------ STORED RECORDS ------
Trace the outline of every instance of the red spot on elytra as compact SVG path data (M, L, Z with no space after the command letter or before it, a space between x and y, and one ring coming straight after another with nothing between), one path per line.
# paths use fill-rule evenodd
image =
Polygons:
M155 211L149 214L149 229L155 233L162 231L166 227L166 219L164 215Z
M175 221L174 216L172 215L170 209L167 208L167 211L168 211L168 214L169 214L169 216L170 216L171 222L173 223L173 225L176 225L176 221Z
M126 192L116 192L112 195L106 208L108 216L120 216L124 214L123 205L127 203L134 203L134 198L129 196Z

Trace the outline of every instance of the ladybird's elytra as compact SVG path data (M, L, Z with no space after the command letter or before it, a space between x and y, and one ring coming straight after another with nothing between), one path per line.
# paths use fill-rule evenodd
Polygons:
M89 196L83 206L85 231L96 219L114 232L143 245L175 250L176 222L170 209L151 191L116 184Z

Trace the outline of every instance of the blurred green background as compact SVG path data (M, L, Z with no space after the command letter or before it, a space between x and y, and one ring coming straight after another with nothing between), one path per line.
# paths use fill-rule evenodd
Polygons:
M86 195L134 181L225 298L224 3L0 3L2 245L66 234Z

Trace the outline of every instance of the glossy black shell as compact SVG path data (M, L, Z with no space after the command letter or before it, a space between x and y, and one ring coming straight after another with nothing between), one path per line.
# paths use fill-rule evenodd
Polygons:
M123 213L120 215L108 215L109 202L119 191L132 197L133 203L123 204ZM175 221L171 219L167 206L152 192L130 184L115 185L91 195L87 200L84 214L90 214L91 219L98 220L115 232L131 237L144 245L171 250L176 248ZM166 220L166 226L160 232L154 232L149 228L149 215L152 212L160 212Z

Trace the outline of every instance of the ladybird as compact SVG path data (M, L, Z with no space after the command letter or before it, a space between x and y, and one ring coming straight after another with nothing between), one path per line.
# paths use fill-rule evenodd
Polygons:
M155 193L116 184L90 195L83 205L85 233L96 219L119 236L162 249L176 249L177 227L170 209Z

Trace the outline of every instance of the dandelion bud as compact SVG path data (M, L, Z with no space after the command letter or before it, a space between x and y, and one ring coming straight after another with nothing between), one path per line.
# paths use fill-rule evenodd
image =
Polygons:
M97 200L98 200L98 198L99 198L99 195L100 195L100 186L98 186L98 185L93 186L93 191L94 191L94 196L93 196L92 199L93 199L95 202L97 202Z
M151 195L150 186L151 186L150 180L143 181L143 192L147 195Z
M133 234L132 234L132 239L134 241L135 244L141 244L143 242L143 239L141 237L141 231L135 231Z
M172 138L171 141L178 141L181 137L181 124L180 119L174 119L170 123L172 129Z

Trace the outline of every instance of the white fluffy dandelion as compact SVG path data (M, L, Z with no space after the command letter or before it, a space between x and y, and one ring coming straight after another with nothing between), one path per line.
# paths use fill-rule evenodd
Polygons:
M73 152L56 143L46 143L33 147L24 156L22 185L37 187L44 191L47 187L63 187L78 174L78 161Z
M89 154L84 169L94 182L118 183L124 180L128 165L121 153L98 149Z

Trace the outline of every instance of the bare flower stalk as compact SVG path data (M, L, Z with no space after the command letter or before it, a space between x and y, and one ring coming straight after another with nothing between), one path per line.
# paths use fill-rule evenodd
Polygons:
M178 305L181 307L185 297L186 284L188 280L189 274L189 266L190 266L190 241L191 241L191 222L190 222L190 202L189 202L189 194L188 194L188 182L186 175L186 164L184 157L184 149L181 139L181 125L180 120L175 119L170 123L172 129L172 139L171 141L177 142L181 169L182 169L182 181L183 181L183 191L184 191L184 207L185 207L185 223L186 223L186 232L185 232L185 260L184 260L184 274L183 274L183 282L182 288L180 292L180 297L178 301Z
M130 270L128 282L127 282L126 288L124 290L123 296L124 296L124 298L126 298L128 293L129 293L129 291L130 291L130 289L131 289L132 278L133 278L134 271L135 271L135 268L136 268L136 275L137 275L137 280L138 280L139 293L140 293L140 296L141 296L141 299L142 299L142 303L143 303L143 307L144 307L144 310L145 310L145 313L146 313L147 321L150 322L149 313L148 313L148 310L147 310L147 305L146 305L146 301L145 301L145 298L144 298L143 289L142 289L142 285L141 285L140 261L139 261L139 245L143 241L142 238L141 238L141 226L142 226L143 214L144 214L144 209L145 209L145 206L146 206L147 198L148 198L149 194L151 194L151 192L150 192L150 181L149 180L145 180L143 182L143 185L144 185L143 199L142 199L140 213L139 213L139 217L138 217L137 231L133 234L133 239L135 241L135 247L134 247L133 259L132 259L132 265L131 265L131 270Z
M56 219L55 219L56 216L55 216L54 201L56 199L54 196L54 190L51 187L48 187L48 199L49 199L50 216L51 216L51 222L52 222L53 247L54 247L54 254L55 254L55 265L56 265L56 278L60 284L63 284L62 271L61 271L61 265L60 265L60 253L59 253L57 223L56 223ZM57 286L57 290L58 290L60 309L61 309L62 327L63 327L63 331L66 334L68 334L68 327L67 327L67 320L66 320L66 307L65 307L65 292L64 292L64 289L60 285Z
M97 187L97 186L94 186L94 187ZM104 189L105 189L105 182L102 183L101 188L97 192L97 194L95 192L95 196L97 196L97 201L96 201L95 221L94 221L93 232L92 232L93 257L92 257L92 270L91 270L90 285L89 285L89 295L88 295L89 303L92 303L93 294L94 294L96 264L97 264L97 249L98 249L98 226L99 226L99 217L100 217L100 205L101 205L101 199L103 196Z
------
**YOUR GOAL**
Render every line of the listing above as a numbered list, skipping blank lines.

**EXPECTED ANSWER**
1. Trace the outline of every instance of the red spot on elytra as compact SVG path data (M, L, Z with no space after the command letter or before it, a space between x and y, and one ring coming straight after another with nothing between), one path per line.
2. # paths use fill-rule evenodd
3. image =
4. Polygons:
5. M155 211L149 214L149 229L155 233L162 231L166 227L166 219L164 215Z
6. M175 221L174 216L172 215L170 209L167 208L167 211L168 211L168 214L169 214L169 216L170 216L171 222L173 223L173 225L176 225L176 221Z
7. M126 192L116 192L112 195L106 208L108 216L120 216L124 214L123 205L127 203L134 203L134 198L129 196Z
8. Trace the outline of every instance of the ladybird's elytra as compact SVG path data (M, L, Z with no space after the command letter or before it, a space between x and y, and one ring coming straight after another with nothing between), one path per line.
9. # paths use fill-rule evenodd
10. Polygons:
11. M89 196L83 206L85 231L96 219L114 232L143 245L175 250L176 222L170 209L151 191L116 184Z
12. Trace the outline of every instance of the blurred green background as compact SVG path data (M, L, Z with no space after the command letter or before it, a space between x and y, and one ring coming straight after another with nothing between), one path per line.
13. # paths use fill-rule evenodd
14. Polygons:
15. M86 195L134 181L225 298L224 3L0 3L2 245L66 234Z
16. Trace the outline of every instance of the glossy black shell as compact SVG path data (M, L, Z with no space after the command letter or before it, a space between x and y, and one ring coming straight after another with nothing between), one path per line.
17. # paths use fill-rule evenodd
18. Polygons:
19. M123 213L120 215L108 215L109 202L119 191L132 197L133 203L123 204ZM175 221L171 219L167 206L152 192L130 184L115 185L91 195L87 200L84 214L90 214L91 219L98 220L115 232L131 237L144 245L171 250L176 248ZM166 220L166 226L160 232L154 232L149 228L149 215L152 212L160 212Z
20. Trace the outline of every instance of the ladybird as compact SVG path data (M, L, Z with no space after the command letter or before it, a space between x and y, and one ring coming straight after another with nothing between), one path per line.
21. # paths use fill-rule evenodd
22. Polygons:
23. M155 193L116 184L90 195L83 205L85 233L96 219L119 236L162 249L176 249L177 227L170 209Z
24. Trace the outline of every instance of the dandelion bud as compact SVG path data (M, L, Z with no space after the command letter or before it, a space between x and y, and one ring coming straight after another with nothing between), one path per line.
25. # paths use fill-rule evenodd
26. image =
27. Polygons:
28. M97 200L98 200L98 198L99 198L99 195L100 195L100 186L98 186L98 185L93 186L93 191L94 191L94 196L93 196L92 199L93 199L95 202L97 202Z
29. M151 195L150 186L151 186L150 180L143 181L143 192L147 195Z
30. M133 234L132 234L132 239L134 241L135 244L141 244L143 242L143 239L141 237L141 231L135 231Z
31. M172 138L171 141L178 141L181 137L181 124L180 119L174 119L170 123L172 129Z
32. Trace the outline of every instance of the white fluffy dandelion as compact SVG path data (M, L, Z with no space after the command letter or before it, a space between x and y, and one ring coming straight after another with nothing between), one path per line.
33. # paths use fill-rule evenodd
34. Polygons:
35. M73 152L56 143L46 143L33 147L24 156L22 185L37 187L44 191L47 187L63 187L78 174L78 161Z
36. M89 154L84 169L94 182L118 183L124 180L128 165L121 153L98 149Z
37. Trace the outline of every instance of the bare flower stalk as compact SVG path data (M, L, Z with no space after the command letter or before it, a space between x and y, and one ring coming straight after another with nothing between), one path per line.
38. # paths use fill-rule evenodd
39. Polygons:
40. M178 305L181 307L185 297L186 284L188 280L189 274L189 266L190 266L190 241L191 241L191 222L190 222L190 202L189 202L189 194L188 194L188 182L186 175L186 164L184 157L184 149L181 139L181 125L180 120L175 119L170 123L172 129L172 139L171 141L177 142L181 169L182 169L182 181L183 181L183 191L184 191L184 207L185 207L185 223L186 223L186 232L185 232L185 260L184 260L184 274L183 274L183 282L182 288L180 292L180 297L178 301Z
41. M130 270L128 282L127 282L126 288L124 290L123 296L124 296L124 298L126 298L128 293L129 293L129 291L130 291L130 289L131 289L132 278L133 278L134 271L135 271L135 268L136 268L136 275L137 275L137 280L138 280L139 293L140 293L140 296L141 296L141 299L142 299L142 303L143 303L143 307L144 307L144 310L145 310L145 313L146 313L147 321L150 322L149 313L148 313L148 310L147 310L147 305L146 305L146 301L145 301L145 298L144 298L143 289L142 289L142 285L141 285L140 261L139 261L139 245L143 241L142 238L141 238L141 226L142 226L143 214L144 214L144 209L145 209L145 206L146 206L147 198L148 198L149 194L151 194L151 192L150 192L150 181L149 180L145 180L143 182L143 185L144 185L143 199L142 199L140 213L139 213L139 217L138 217L137 231L133 234L133 239L135 241L135 247L134 247L133 259L132 259L132 265L131 265L131 270Z
42. M56 219L55 219L56 216L55 216L54 201L56 199L54 196L54 190L51 187L48 187L48 199L49 199L50 216L51 216L51 222L52 222L53 247L54 247L54 254L55 254L55 265L56 265L56 278L60 284L63 284L62 271L61 271L61 265L60 265L60 253L59 253L57 223L56 223ZM57 286L57 290L58 290L60 309L61 309L62 327L63 327L63 331L66 334L68 334L68 327L67 327L67 320L66 320L66 307L65 307L65 292L64 292L64 289L60 285Z
43. M97 187L97 186L94 186L94 187ZM104 189L105 189L105 182L102 183L101 188L97 192L97 194L95 192L95 196L97 196L97 201L96 201L95 221L94 221L93 232L92 232L93 257L92 257L92 270L91 270L90 285L89 285L89 295L88 295L89 303L92 303L93 294L94 294L96 264L97 264L97 249L98 249L98 226L99 226L99 217L100 217L100 205L101 205L101 199L103 196Z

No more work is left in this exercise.